Selected extract

Douglas Laycock, a law professor at the University of Virginia and authority on church-state issues, recently commented, “This is highly likely to end up at the Supreme Court. There are so many cases, and we are already getting strong disagreements among the circuit courts.” Earlier battles over this provision led to the Obama administration backing off from forcing all religious employers to provide such coverage only if they fall under the following criteria: One, the inculcation of religious values is the purpose of the organization. Two, the organization primarily employs persons who share the religious tenets of the organization. Three, the organization serves primarily persons who share the religious tenets of the organization. Four, the organization is a nonprofit organization as described in section 6033 and section 6033 of the Internal Revenue Code of 1986, as amended.

As you can see the problem is that many religious employers have members of other religious persuasions in their employ in hospitals, schools and various other agencies. In December 2011 over 60 leaders of faith-based organizations wrote a public letter to the Obama administration stating their opposition protesting these narrow exemptions to the law. The signatories of the letter included Protestant and Jewish groups representing religious colleges and universities, k-12 schools, faith-based organizations, hospitals and an array of other religiously oriented organizations. The letter was circulated to and signed by only non-Catholic organizations and leaders.

Point-per-instance localization data

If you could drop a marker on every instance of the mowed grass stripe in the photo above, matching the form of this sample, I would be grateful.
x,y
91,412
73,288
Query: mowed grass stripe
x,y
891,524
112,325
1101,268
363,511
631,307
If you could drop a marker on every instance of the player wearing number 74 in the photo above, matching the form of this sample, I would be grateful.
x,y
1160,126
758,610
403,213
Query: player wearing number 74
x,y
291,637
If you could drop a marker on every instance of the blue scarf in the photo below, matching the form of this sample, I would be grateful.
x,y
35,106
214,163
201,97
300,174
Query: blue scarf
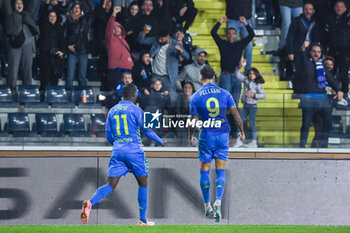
x,y
321,77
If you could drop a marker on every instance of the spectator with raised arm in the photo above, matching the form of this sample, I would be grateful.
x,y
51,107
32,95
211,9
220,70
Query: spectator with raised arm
x,y
317,81
76,31
183,11
21,29
230,55
338,41
119,56
142,72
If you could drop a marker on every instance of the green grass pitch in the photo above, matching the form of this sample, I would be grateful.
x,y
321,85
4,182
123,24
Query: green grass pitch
x,y
176,229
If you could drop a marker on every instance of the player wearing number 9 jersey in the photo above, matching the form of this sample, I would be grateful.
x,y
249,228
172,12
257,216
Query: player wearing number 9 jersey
x,y
124,122
210,102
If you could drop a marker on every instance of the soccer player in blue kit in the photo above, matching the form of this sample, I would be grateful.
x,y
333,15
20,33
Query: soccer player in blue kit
x,y
210,102
123,126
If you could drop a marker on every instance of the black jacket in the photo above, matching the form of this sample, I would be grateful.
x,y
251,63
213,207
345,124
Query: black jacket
x,y
51,36
309,76
100,24
76,33
236,8
338,31
231,53
297,33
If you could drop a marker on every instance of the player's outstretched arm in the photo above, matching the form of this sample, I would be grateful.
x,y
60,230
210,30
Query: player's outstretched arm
x,y
238,121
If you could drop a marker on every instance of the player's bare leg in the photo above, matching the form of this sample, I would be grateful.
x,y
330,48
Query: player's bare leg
x,y
142,199
98,196
220,166
205,186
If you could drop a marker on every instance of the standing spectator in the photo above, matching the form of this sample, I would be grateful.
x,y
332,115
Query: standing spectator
x,y
288,9
102,14
60,7
183,10
179,35
119,57
51,48
166,53
77,26
163,14
148,17
131,20
191,73
252,92
142,72
338,41
234,10
183,108
316,82
21,29
231,53
303,31
157,98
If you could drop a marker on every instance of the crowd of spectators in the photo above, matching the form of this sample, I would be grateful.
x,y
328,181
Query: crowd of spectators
x,y
147,42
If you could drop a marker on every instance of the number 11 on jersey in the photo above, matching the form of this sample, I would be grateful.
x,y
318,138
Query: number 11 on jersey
x,y
126,129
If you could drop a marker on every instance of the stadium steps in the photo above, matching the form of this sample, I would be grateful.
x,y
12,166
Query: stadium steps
x,y
279,117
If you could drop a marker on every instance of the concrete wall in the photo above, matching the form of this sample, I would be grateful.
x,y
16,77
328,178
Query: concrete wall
x,y
49,190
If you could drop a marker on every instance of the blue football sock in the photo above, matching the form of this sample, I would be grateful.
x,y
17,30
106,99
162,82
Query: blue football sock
x,y
100,193
142,198
220,183
205,185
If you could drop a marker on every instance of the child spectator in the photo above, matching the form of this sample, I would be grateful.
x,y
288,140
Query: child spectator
x,y
252,92
142,72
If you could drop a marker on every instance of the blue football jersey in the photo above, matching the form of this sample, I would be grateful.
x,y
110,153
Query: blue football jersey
x,y
210,102
124,122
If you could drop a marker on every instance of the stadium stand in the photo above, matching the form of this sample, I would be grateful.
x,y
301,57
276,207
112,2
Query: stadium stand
x,y
46,124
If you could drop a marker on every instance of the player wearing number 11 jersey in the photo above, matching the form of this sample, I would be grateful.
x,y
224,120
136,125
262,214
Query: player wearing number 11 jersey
x,y
210,102
124,122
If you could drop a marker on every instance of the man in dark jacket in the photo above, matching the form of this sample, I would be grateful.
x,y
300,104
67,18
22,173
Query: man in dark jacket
x,y
234,10
303,31
317,81
77,26
20,29
52,48
338,41
231,53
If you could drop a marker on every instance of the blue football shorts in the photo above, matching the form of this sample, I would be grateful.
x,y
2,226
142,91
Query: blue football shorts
x,y
120,164
213,146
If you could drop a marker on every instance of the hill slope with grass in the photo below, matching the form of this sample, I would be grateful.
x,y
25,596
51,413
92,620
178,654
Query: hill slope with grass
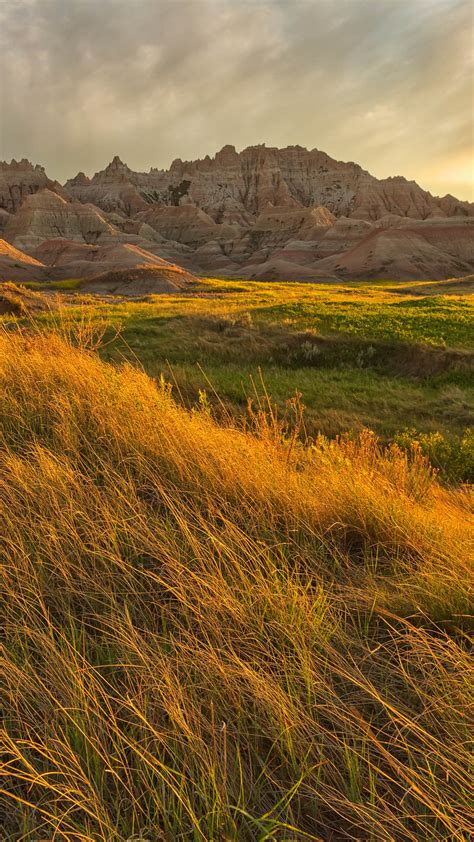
x,y
212,635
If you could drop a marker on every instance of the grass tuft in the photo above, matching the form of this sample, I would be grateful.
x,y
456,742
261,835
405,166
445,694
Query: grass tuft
x,y
213,634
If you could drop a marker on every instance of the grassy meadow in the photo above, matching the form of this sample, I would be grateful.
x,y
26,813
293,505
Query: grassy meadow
x,y
217,624
384,357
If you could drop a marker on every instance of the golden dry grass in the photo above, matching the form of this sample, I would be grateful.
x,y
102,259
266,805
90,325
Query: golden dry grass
x,y
212,635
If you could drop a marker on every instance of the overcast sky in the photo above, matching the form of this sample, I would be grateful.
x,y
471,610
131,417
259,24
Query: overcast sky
x,y
386,83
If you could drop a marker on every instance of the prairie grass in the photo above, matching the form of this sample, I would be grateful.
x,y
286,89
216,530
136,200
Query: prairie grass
x,y
213,634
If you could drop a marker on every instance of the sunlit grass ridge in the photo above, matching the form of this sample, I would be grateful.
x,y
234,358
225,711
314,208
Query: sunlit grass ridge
x,y
213,635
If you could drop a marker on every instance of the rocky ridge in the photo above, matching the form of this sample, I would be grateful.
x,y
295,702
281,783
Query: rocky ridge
x,y
266,213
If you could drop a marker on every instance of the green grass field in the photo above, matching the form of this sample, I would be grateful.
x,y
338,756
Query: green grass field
x,y
359,356
218,635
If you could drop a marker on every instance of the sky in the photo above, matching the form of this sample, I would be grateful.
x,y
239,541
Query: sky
x,y
385,83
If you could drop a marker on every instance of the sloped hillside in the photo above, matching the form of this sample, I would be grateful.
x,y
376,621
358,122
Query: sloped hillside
x,y
213,635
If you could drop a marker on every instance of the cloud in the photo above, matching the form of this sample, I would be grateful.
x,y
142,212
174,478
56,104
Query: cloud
x,y
386,83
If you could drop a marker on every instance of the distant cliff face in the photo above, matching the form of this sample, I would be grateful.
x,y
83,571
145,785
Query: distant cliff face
x,y
236,186
261,213
19,179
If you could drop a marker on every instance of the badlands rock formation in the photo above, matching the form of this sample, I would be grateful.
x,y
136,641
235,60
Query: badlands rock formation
x,y
19,179
262,213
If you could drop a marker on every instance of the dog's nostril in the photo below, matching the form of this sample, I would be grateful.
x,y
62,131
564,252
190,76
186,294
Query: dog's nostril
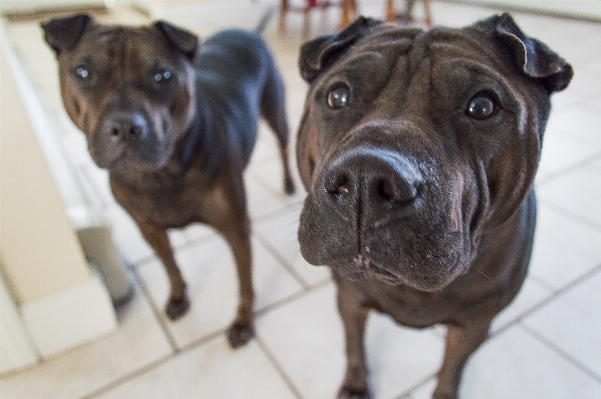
x,y
384,191
134,132
397,194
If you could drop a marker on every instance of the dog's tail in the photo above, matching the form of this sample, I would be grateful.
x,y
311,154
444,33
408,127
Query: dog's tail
x,y
265,20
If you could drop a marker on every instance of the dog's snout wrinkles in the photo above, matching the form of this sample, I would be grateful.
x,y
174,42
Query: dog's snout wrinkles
x,y
373,176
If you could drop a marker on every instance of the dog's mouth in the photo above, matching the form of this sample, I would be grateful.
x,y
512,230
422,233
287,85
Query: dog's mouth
x,y
362,267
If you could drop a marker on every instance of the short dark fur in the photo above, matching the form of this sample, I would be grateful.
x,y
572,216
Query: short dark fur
x,y
175,124
420,191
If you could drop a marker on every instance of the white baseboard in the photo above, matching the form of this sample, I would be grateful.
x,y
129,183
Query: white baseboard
x,y
69,318
16,351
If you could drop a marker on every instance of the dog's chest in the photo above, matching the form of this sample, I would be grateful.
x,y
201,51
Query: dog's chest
x,y
171,203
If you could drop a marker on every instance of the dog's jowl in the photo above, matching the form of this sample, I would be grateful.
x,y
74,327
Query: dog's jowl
x,y
174,122
418,150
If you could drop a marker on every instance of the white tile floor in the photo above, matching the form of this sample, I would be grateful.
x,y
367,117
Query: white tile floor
x,y
545,345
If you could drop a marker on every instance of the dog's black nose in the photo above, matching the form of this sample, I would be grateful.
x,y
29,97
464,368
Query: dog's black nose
x,y
130,127
374,177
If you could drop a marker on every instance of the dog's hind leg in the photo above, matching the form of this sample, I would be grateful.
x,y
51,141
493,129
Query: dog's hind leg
x,y
178,303
461,342
273,109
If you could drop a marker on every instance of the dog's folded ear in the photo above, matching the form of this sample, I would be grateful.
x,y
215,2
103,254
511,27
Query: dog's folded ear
x,y
319,53
64,33
533,57
184,41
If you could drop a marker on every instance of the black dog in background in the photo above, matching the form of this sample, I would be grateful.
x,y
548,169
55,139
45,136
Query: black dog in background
x,y
174,122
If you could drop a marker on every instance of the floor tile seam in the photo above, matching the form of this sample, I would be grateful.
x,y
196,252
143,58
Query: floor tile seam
x,y
569,214
278,212
556,293
292,297
580,164
128,377
277,194
560,352
282,260
256,314
279,368
408,394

Required actions
- a) In the excerpt on religious exemptions, turn the paragraph beginning "As you can see the problem" into a short bulleted list that keeps its main facts.
- b) According to the excerpt on religious exemptions, at which university is Douglas Laycock a law professor?

Exercise responses
- a)
- Many religious employers employ people of other faiths in hospitals, schools and other agencies.
- In December 2011, more than 60 leaders of faith-based organizations sent the Obama administration a public letter opposing the narrow exemptions.
- The signers included Protestant and Jewish groups representing religious colleges and universities, K-12 schools, faith-based organizations, hospitals and other religiously oriented organizations.
- Only non-Catholic organizations and leaders received and signed the letter.

- b) The University of Virginia.